*** Opening of Data to use ***

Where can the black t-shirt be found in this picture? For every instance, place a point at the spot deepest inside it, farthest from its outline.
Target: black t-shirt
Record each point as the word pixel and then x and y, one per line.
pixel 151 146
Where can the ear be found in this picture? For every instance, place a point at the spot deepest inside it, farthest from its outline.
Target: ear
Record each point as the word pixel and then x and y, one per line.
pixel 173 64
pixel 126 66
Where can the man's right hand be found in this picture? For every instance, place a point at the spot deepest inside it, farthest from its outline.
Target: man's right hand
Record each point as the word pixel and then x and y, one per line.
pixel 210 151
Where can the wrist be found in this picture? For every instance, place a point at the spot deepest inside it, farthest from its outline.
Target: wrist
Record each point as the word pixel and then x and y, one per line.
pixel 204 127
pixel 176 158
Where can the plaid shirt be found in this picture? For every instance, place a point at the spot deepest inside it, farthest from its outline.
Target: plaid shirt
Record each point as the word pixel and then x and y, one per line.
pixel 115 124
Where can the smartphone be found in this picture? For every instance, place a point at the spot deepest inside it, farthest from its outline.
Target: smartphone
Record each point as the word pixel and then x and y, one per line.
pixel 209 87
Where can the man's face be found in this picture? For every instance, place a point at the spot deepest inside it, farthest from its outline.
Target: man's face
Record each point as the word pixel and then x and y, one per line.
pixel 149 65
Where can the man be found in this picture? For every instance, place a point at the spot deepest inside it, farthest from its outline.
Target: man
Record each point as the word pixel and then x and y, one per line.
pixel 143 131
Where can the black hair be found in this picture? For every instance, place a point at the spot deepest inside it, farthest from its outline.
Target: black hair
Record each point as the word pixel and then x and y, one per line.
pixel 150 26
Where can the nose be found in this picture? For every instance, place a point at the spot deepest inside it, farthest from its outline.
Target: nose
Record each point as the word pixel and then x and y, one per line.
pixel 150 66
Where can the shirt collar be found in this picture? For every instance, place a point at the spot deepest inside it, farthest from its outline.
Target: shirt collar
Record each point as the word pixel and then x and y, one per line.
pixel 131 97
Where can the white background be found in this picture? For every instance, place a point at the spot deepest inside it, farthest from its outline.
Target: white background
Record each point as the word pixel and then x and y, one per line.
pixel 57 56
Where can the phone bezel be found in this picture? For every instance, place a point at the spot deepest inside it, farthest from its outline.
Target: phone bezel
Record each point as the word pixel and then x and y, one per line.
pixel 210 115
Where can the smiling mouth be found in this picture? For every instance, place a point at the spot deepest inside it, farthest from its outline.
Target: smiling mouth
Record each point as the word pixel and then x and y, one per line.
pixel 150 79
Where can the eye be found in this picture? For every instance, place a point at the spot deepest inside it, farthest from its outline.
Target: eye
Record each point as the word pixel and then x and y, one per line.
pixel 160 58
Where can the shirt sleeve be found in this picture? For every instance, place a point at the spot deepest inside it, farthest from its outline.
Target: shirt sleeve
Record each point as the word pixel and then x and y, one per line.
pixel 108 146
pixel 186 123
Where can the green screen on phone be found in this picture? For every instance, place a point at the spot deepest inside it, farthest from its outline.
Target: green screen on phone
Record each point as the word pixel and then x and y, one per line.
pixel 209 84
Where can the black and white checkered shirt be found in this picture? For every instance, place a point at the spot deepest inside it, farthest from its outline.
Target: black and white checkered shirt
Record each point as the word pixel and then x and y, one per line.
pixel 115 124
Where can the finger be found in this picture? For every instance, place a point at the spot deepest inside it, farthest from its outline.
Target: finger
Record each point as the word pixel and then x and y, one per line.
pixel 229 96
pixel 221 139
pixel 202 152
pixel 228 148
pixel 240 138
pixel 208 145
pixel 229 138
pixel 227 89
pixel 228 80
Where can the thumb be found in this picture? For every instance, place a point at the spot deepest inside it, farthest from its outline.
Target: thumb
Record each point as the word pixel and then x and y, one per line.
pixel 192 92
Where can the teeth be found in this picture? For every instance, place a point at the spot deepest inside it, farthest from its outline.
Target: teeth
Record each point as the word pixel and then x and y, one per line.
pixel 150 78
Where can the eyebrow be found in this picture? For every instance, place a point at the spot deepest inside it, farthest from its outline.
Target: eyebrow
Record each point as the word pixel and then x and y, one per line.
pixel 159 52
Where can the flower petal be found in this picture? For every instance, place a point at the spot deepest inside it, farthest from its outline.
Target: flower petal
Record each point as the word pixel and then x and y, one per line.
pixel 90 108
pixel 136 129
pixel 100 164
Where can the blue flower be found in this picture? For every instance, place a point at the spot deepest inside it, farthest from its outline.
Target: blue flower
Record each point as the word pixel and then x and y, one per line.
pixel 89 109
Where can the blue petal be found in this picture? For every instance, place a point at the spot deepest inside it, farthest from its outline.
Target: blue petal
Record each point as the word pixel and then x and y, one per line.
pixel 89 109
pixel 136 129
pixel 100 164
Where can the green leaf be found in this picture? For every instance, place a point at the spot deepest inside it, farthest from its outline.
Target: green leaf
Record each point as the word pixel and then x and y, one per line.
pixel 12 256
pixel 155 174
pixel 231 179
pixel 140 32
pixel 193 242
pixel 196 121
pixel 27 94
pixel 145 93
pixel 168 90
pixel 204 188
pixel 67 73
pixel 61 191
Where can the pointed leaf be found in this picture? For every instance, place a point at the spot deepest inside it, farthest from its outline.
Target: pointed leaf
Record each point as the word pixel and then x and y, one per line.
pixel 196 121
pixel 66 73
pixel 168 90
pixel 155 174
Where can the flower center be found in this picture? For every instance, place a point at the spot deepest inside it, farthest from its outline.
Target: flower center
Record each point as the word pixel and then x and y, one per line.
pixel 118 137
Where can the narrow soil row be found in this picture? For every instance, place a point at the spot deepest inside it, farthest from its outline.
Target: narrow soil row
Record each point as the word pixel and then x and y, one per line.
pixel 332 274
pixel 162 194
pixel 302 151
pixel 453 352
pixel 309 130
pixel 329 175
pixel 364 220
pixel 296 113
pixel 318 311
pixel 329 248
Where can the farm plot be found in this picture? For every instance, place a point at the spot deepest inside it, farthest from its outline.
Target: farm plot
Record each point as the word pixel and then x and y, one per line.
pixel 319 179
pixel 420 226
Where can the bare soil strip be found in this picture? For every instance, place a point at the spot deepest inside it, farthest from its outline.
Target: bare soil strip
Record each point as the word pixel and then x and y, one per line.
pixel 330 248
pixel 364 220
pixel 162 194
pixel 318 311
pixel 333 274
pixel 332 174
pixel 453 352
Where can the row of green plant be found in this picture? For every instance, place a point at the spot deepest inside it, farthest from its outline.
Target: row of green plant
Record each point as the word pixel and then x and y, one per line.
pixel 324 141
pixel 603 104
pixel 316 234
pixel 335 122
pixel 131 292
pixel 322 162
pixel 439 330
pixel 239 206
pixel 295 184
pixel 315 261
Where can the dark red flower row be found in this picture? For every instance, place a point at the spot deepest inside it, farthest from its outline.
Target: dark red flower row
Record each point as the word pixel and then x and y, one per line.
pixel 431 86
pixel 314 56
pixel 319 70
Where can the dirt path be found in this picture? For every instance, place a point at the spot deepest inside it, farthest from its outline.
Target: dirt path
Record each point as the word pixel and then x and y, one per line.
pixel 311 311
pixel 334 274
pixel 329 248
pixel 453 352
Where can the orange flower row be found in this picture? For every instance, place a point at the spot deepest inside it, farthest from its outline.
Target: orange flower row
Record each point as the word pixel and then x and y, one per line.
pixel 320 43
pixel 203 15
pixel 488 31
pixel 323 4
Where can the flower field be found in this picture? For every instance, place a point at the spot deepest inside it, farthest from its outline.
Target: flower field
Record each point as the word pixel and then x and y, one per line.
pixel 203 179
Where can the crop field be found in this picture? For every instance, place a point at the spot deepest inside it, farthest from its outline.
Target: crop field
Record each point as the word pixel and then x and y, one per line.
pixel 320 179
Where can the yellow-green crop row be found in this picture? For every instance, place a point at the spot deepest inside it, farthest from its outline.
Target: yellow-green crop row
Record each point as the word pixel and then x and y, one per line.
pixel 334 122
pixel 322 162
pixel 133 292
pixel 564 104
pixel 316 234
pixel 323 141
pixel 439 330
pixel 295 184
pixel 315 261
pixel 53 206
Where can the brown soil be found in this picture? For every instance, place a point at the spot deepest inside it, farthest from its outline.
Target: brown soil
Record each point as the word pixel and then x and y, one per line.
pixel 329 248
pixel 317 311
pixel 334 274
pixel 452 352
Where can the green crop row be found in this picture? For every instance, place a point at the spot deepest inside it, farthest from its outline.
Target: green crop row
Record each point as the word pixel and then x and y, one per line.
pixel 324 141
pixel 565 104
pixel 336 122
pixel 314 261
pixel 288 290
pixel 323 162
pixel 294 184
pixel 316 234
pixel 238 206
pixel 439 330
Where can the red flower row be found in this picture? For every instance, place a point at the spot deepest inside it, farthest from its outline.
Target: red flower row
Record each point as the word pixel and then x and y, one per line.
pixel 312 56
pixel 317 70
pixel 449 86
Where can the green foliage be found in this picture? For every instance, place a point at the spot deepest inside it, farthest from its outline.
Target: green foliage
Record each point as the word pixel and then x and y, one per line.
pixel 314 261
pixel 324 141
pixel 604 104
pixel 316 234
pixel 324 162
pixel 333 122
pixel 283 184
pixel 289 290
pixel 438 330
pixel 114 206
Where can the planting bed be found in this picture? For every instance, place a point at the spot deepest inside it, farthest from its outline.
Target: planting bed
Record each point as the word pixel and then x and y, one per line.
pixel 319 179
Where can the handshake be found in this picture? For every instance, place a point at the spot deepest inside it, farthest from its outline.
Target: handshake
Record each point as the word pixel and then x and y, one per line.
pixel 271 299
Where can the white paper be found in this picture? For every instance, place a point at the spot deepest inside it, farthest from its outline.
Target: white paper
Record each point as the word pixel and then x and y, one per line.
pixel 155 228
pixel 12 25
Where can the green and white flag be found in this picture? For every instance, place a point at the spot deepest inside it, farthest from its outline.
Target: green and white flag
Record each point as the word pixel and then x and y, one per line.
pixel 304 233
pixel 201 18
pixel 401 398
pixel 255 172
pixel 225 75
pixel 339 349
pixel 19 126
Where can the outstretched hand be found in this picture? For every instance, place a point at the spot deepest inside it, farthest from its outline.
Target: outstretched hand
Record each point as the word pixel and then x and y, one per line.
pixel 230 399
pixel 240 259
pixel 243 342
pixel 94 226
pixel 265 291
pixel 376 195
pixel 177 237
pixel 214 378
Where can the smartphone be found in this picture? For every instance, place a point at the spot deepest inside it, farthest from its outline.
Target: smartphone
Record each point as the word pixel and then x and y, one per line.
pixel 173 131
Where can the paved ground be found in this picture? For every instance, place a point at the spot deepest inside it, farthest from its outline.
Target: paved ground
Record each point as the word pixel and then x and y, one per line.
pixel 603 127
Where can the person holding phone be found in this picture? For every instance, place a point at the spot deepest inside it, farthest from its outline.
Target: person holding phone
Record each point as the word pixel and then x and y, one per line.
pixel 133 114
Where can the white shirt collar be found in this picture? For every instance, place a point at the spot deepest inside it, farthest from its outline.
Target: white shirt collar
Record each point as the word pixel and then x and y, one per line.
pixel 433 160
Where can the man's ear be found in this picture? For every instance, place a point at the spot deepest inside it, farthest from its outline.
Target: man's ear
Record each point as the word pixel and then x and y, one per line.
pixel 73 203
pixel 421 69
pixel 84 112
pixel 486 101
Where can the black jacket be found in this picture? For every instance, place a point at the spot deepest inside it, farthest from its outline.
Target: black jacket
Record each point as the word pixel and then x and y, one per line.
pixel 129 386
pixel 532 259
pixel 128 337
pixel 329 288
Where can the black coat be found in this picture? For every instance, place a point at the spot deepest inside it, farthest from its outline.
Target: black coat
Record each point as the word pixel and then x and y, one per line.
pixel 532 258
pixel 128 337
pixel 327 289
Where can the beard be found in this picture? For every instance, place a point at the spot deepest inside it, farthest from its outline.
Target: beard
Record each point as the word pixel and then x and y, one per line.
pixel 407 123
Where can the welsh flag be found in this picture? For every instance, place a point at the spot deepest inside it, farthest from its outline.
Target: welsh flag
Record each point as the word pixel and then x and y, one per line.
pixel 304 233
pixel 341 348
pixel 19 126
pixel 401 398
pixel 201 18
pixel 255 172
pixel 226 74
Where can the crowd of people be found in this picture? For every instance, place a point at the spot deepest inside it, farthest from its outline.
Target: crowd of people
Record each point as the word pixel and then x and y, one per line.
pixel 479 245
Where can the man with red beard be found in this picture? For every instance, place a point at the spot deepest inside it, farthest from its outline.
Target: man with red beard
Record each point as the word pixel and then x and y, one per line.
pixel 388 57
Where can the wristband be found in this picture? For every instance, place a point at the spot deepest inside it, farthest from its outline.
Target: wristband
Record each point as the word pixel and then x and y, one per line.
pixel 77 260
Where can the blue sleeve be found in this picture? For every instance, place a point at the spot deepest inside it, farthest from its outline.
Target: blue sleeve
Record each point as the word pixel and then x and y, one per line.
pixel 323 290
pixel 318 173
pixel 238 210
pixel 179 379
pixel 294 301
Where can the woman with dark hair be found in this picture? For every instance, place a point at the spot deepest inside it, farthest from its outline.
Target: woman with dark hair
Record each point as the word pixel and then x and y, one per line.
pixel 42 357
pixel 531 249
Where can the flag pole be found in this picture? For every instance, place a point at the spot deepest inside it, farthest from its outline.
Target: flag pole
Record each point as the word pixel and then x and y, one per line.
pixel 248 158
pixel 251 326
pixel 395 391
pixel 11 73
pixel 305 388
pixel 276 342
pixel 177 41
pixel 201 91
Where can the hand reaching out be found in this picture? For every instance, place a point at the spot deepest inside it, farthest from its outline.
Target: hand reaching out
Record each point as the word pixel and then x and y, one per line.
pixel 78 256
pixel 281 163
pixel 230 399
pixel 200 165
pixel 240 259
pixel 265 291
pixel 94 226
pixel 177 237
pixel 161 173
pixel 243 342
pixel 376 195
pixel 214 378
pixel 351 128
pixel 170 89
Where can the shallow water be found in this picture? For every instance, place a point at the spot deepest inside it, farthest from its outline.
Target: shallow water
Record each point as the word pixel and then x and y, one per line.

*** Close of Data to use ***

#### What is expected:
Transcribe exactly, and only, the lines from the opening line of the records through the line containing "Target: man's right hand".

#### Result of the task:
Where can the black t-shirt be found in this picture? For every instance, place a point at the spot deepest inside it, farthest from its outline.
Target: black t-shirt
Record each point as the word pixel and then x and y, one per line.
pixel 151 146
Where can the ear be found in this picture? For every instance, place a point at the spot deepest inside it, farthest from its outline.
Target: ear
Record each point as the word pixel and then x and y, one per line.
pixel 173 64
pixel 126 66
Where can the man's right hand be found in this picture? For every instance, place a point at the spot deepest inside it, farthest from its outline.
Target: man's right hand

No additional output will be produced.